- TASK DETAILS: Reproduce the records from the line with "The endpoint marks every instance of the blurred foliage" up to and including the line with "x=171, y=180", switching "blurred foliage" to "dense foliage" and leaving everything else unchanged. Give only those lines.

- DATASET CONTENT:

* Begin *

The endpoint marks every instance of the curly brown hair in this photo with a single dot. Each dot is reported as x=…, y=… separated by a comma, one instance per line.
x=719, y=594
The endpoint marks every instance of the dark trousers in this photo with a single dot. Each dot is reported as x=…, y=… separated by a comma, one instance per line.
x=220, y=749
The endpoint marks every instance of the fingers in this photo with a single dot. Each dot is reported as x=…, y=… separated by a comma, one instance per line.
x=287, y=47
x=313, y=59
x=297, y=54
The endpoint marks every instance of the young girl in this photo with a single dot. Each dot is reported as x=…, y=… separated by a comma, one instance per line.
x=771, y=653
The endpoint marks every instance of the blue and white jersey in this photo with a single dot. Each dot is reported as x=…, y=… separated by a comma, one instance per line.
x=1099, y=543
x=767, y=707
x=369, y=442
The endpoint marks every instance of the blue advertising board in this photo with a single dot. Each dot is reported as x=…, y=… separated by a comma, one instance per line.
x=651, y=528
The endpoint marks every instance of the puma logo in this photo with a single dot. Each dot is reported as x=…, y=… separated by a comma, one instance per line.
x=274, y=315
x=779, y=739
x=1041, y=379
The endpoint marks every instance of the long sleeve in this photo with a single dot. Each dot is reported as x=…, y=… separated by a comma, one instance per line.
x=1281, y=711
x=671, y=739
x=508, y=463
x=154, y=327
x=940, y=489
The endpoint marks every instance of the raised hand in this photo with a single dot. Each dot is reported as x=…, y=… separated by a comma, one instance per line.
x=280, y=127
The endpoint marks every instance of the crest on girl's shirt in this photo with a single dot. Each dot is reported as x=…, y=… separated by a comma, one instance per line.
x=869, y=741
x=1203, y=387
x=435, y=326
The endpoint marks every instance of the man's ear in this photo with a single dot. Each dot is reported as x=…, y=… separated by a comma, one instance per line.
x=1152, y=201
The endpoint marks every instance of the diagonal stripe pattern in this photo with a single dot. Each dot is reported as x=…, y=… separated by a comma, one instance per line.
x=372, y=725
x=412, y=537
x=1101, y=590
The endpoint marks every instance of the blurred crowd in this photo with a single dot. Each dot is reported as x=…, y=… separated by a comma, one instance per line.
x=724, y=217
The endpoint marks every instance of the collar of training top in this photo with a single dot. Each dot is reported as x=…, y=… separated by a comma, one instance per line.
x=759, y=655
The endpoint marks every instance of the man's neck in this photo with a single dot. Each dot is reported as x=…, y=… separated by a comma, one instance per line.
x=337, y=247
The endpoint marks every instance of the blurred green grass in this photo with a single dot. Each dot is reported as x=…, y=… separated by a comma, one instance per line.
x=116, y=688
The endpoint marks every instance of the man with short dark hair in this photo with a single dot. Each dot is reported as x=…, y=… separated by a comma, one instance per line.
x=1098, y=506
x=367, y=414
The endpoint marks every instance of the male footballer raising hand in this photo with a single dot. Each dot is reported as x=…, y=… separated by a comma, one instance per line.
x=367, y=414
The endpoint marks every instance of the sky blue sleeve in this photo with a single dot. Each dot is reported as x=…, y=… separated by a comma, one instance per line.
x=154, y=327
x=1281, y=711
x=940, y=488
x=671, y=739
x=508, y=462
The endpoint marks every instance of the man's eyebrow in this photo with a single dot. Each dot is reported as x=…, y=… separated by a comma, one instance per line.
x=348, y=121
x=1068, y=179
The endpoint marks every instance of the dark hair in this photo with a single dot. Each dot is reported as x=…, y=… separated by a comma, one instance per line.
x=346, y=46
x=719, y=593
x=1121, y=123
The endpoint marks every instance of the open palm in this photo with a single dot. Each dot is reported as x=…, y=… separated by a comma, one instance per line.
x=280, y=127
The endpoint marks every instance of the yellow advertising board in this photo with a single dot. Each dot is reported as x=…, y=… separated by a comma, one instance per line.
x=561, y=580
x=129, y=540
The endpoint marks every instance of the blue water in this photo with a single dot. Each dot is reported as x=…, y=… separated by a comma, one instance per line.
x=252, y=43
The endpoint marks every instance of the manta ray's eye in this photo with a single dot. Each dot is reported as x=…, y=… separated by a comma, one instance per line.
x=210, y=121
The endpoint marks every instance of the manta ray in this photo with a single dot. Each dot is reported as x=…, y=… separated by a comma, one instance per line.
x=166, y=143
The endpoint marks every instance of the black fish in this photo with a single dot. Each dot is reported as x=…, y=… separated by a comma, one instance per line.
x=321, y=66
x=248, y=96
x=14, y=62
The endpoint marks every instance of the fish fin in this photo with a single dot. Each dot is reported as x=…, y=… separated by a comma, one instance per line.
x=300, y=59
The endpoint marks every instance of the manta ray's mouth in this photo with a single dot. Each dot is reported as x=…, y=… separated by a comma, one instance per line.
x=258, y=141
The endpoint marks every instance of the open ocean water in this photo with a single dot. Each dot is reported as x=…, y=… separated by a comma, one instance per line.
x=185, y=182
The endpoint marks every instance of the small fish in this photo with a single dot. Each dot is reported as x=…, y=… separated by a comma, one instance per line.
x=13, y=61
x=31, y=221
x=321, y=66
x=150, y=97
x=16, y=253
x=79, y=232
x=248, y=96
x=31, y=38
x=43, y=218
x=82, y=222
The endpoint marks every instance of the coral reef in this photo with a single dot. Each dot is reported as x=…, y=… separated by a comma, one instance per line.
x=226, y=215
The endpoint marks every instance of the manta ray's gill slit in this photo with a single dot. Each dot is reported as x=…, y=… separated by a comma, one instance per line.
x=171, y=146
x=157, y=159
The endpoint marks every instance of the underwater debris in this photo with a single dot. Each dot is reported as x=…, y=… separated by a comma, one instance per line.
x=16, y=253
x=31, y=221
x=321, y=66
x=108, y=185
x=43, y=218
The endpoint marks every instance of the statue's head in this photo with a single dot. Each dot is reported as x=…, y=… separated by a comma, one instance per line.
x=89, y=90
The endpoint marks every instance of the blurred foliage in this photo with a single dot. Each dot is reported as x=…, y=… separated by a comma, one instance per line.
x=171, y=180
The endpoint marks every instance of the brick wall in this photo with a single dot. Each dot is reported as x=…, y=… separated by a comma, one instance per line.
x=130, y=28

* End *

- THE OUTPUT:
The endpoint marks every instance of the dense foliage in this photo with a single dot. Each dot is reported as x=…, y=… separated by a comma, one instance per line.
x=171, y=180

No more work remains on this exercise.